▸ **WHAT YOU NEED TO DO**: Print the whole listing below again, exactly as given.

▸ **EXCERPTED RECORDS**:
☆ ☆ ☆ ☆

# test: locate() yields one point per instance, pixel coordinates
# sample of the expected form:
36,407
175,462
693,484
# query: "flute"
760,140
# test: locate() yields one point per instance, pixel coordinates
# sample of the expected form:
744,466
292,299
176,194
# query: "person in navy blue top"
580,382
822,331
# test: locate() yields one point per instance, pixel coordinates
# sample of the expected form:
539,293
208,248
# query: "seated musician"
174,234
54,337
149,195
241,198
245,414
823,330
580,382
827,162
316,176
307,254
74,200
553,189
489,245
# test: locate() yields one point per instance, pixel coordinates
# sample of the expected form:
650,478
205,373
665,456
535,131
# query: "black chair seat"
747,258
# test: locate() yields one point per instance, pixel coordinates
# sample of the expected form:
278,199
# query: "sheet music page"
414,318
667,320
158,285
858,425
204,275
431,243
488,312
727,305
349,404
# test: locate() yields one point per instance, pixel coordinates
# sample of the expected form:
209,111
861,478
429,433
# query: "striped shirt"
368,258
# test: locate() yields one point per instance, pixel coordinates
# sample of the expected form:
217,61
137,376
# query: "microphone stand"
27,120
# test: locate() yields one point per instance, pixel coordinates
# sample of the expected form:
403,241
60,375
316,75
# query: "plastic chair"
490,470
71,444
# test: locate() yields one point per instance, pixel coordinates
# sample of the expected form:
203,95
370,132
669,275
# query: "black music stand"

☆ ☆ ☆ ☆

▸ **FINAL ANSWER**:
# test: locate() yields one point per instance, pixel coordinates
# sample of the expected form:
36,407
175,462
693,484
# query: "flute"
760,140
# test: locate() yields one point per instance, pixel coordinates
# sample of the expected form:
744,466
292,299
176,194
# query: "person in navy blue top"
580,382
822,331
# test: locate() yields one point per instance, pixel coordinates
# sample of the expected form:
539,293
208,248
# query: "seated musician"
174,234
54,337
149,195
241,198
245,414
823,330
580,382
827,162
316,176
307,254
74,200
553,189
489,245
# test: locate() yields one point per instance, pixel coordinates
# sample of the expected form:
650,478
205,373
665,456
535,131
# query: "black chair seat"
747,258
# test: locate() yields one point per instance, pixel coordinates
# sample of the expected form:
278,199
# query: "sheet music page"
414,318
667,320
158,285
858,425
204,275
431,243
488,312
727,305
349,404
# test: locate() yields one point per instance, pixel coordinates
# sample of the expected form:
209,111
861,478
429,433
# query: "striped shirt"
368,258
# test: locate() yields one point per instance, pixel coordinates
# sample of the expected form:
217,61
137,376
# query: "microphone stand"
27,120
# test: locate() yields one point per instance, pixel coordinates
# sample of the expected form:
403,241
60,375
316,75
# query: "plastic chair"
490,470
71,444
# test: locate() yields one point per instance, pixel coordinates
# sample of the expected form:
203,95
370,132
669,275
# query: "black music stand"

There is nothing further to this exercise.